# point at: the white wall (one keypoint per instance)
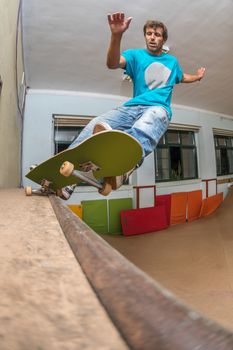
(38, 140)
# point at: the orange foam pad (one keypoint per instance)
(178, 207)
(194, 204)
(210, 204)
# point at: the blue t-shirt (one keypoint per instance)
(153, 77)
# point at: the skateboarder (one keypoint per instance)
(146, 116)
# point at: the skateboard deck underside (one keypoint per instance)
(113, 151)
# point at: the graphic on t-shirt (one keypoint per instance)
(156, 75)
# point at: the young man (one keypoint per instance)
(154, 73)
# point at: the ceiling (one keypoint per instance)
(65, 44)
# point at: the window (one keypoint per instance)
(224, 154)
(176, 157)
(66, 129)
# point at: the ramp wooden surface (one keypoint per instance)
(193, 260)
(46, 302)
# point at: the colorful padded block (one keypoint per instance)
(178, 208)
(114, 209)
(194, 205)
(210, 204)
(144, 220)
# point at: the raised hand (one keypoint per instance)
(201, 72)
(117, 22)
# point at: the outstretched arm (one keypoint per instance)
(191, 78)
(118, 25)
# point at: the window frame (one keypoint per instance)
(181, 146)
(226, 147)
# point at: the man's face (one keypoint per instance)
(154, 40)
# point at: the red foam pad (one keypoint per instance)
(143, 220)
(166, 200)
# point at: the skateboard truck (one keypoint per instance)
(67, 169)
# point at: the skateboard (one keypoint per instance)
(95, 161)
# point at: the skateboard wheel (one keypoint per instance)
(28, 191)
(66, 169)
(106, 189)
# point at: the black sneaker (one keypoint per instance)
(66, 192)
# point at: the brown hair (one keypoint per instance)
(154, 25)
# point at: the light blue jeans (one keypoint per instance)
(146, 123)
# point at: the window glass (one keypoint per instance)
(187, 138)
(175, 157)
(224, 155)
(173, 137)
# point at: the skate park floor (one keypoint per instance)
(46, 302)
(193, 260)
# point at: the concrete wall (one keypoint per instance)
(38, 140)
(10, 121)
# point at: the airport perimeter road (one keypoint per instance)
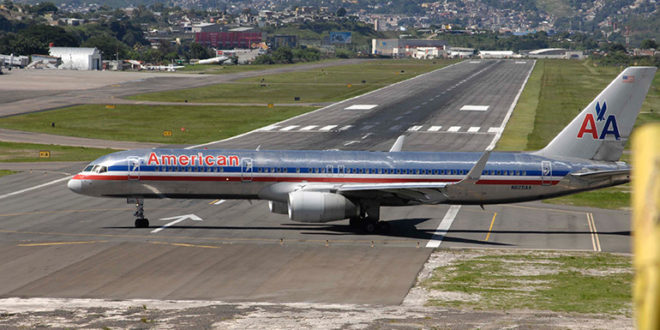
(26, 91)
(58, 244)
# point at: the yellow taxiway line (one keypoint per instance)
(492, 222)
(595, 241)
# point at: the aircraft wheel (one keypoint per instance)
(370, 226)
(384, 227)
(141, 223)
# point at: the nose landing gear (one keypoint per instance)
(140, 221)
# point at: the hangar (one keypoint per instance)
(77, 58)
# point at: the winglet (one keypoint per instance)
(398, 144)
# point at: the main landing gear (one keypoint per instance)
(368, 220)
(140, 221)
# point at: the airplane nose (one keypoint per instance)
(75, 185)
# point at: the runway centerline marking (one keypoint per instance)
(443, 227)
(361, 107)
(35, 187)
(176, 219)
(469, 107)
(595, 241)
(492, 222)
(288, 128)
(327, 128)
(308, 128)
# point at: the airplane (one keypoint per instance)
(214, 60)
(321, 186)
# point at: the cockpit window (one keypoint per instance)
(96, 169)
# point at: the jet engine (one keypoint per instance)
(278, 207)
(312, 206)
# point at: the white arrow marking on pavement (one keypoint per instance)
(176, 219)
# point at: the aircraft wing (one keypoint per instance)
(595, 175)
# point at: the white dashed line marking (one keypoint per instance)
(469, 107)
(361, 107)
(327, 128)
(269, 128)
(288, 128)
(308, 128)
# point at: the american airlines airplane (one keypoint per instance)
(322, 186)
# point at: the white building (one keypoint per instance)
(428, 53)
(460, 52)
(77, 58)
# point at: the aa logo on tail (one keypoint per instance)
(589, 124)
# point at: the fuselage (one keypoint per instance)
(248, 174)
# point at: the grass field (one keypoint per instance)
(535, 280)
(27, 152)
(320, 85)
(555, 93)
(146, 123)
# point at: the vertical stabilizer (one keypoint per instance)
(601, 130)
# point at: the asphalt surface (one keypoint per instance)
(59, 244)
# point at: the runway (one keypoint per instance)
(59, 244)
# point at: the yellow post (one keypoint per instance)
(646, 225)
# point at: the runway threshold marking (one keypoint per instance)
(443, 227)
(35, 187)
(187, 245)
(595, 241)
(492, 222)
(59, 243)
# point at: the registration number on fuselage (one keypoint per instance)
(521, 187)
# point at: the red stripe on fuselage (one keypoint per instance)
(300, 179)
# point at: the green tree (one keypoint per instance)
(43, 7)
(649, 44)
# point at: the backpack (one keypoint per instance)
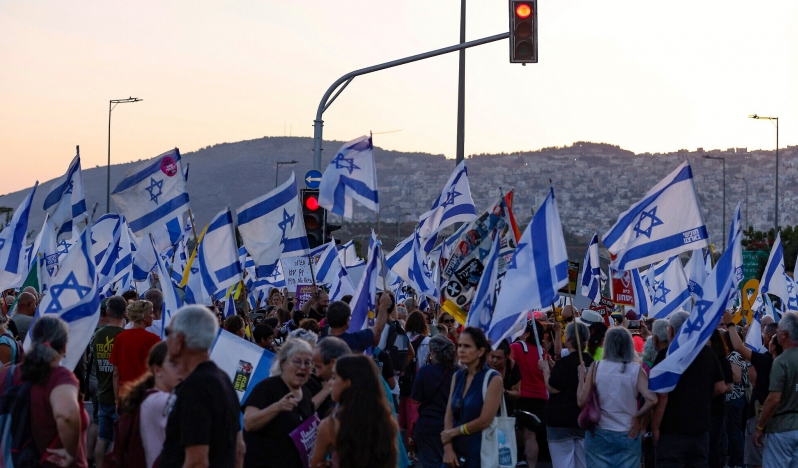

Job: Give the material again exactly as it is, but keep the pictures out.

Answer to the task:
# point at: the white wall (one keypoint per instance)
(38, 140)
# point at: the orange foam pad (one keypoint per instance)
(178, 207)
(194, 204)
(210, 204)
# point at: the blue t-shirt (one keypoint per instance)
(153, 77)
# point at: the skateboarder (one keypoint per instance)
(146, 116)
# point at: the skateboard deck underside (one keypoint per instance)
(113, 151)
# point at: the graphic on t-shirt (one keypoint per instance)
(156, 75)
# point at: the young man (one keypoint per instance)
(154, 73)
# point at: the ceiling (one keypoint per instance)
(65, 44)
# point at: the window (one keypoint per instance)
(224, 154)
(176, 157)
(66, 129)
# point at: the ramp wooden surface (one keypoint per instance)
(193, 260)
(46, 302)
# point at: the colorful padded block (one keypoint per instance)
(178, 208)
(114, 209)
(194, 205)
(210, 204)
(144, 220)
# point at: the raised hand (one keypoint per instance)
(201, 72)
(117, 22)
# point at: the outstretched arm (one keypoint per instance)
(191, 78)
(118, 25)
# point at: the window frame (one keypoint per instance)
(181, 146)
(226, 147)
# point at: the man's face (one keypoint per instance)
(154, 40)
# point at: the red foam pad (one keypoint per instance)
(143, 220)
(166, 200)
# point at: the skateboard truck (one keypoint per instance)
(67, 169)
# point at: the skateboard (one keypoint per instance)
(95, 161)
# point at: the skateboard wheel (one keypoint per instance)
(28, 191)
(66, 169)
(106, 189)
# point at: the black sneaker (one keypoint per instance)
(66, 192)
# point at: the brown hair (one keypoint per instance)
(154, 25)
# point at: the light blue jeans (one keypoint per instance)
(146, 123)
# point at: the window glass (one keypoint per instance)
(187, 138)
(175, 157)
(224, 155)
(173, 137)
# point at: the skate park floor (one keypoint per instance)
(46, 302)
(193, 260)
# point at: the concrete wall (one keypoint per instance)
(38, 140)
(10, 121)
# point at: the airport perimeter road (one keypoint per instance)
(26, 91)
(58, 244)
# point at: the yellow taxiway line (one keypoint per instance)
(492, 222)
(595, 241)
# point at: the aircraft wheel (one keypoint per instance)
(370, 226)
(384, 227)
(141, 223)
# point at: the nose landing gear (one keypoint per instance)
(140, 221)
# point at: the hangar (one keypoint per instance)
(77, 58)
# point at: the winglet (one keypoint per instance)
(398, 144)
# point at: the main landing gear (one keypoint per instance)
(368, 220)
(140, 221)
# point at: the airplane nose (one keypoint per instance)
(75, 185)
# point at: the runway centerline marking (one keypoint per instance)
(443, 227)
(361, 107)
(35, 187)
(176, 219)
(469, 107)
(595, 241)
(492, 222)
(288, 128)
(327, 128)
(308, 128)
# point at: the airplane (one keypoint per instance)
(214, 60)
(321, 186)
# point at: the cockpit window (one keypoint per instance)
(96, 169)
# point at: the jet engine (one keypoint per instance)
(278, 207)
(312, 206)
# point at: the white arrow marking on pavement (one keypoint per instance)
(176, 219)
# point at: the aircraft wing (one keypoint per instance)
(595, 175)
# point at: the white dashed line marking (one keypoint per instance)
(469, 107)
(361, 107)
(327, 128)
(269, 128)
(288, 128)
(308, 128)
# point at: the american airlines airplane (one keypoint per instance)
(322, 186)
# point at: the white building (one keypoint per instance)
(428, 53)
(460, 52)
(77, 58)
# point at: the aa logo on tail (one keypoint per instance)
(589, 124)
# point at: the fuselage (one keypoint per instance)
(248, 174)
# point at: the grass field (one keypoint per instance)
(535, 280)
(27, 152)
(320, 85)
(555, 93)
(146, 123)
# point at: the vertical stabilizer (one keypoint per instance)
(601, 130)
# point at: the asphalt surface (one keypoint per instance)
(59, 244)
# point at: the runway (one keypoint per instance)
(59, 244)
# point at: the yellow post (one keypoint per instance)
(646, 225)
# point at: the runway threshold marking (one keypoint per instance)
(443, 227)
(35, 187)
(187, 245)
(595, 241)
(492, 222)
(59, 243)
# point at: the registration number on fuselage (one keypoint per instance)
(521, 187)
# point at: the red stripe on fuselage (one keypoint per instance)
(300, 179)
# point at: the green tree (one keypoint per instance)
(43, 7)
(649, 44)
# point at: the backpack (one keypoint per instance)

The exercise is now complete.